What you should do:
Retype only the data lines from the one containing "Mark each instance of the green" down to the one containing "x=525 y=384", both included, with every character unchanged.

[BEGIN Data lines]

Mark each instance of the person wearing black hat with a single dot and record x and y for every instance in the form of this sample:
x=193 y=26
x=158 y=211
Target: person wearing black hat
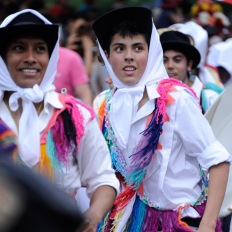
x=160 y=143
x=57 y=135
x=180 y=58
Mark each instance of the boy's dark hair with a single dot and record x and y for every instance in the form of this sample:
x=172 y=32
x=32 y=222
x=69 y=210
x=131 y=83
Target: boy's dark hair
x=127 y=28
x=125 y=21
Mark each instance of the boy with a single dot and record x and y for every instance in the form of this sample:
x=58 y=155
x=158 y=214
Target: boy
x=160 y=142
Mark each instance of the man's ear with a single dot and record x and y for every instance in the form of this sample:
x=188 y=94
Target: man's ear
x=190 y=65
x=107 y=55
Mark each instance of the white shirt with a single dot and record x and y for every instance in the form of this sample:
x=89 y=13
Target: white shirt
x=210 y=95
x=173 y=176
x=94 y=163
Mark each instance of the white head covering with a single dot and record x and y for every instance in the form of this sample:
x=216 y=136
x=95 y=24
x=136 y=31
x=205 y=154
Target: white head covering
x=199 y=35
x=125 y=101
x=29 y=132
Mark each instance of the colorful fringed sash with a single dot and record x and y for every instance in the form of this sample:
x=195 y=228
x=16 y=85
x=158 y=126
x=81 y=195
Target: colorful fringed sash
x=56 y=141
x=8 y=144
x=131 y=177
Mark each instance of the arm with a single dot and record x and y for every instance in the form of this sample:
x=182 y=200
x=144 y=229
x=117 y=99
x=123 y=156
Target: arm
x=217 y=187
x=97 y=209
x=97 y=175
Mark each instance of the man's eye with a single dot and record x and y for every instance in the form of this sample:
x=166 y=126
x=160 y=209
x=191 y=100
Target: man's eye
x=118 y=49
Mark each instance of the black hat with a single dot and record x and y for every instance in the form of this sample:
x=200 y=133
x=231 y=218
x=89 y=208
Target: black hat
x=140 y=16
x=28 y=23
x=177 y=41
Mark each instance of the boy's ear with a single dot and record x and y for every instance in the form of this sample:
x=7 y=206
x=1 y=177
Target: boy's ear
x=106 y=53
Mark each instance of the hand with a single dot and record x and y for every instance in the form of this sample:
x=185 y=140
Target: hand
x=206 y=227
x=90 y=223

[END Data lines]
[BEGIN Data lines]

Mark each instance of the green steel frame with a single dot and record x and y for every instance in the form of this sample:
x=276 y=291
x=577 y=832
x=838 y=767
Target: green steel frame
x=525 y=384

[END Data lines]

Answer in full:
Mark each instance of the green steel frame with a single dot and record x and y for every instance in the form of this sample:
x=276 y=291
x=577 y=832
x=838 y=767
Target: green steel frame
x=525 y=384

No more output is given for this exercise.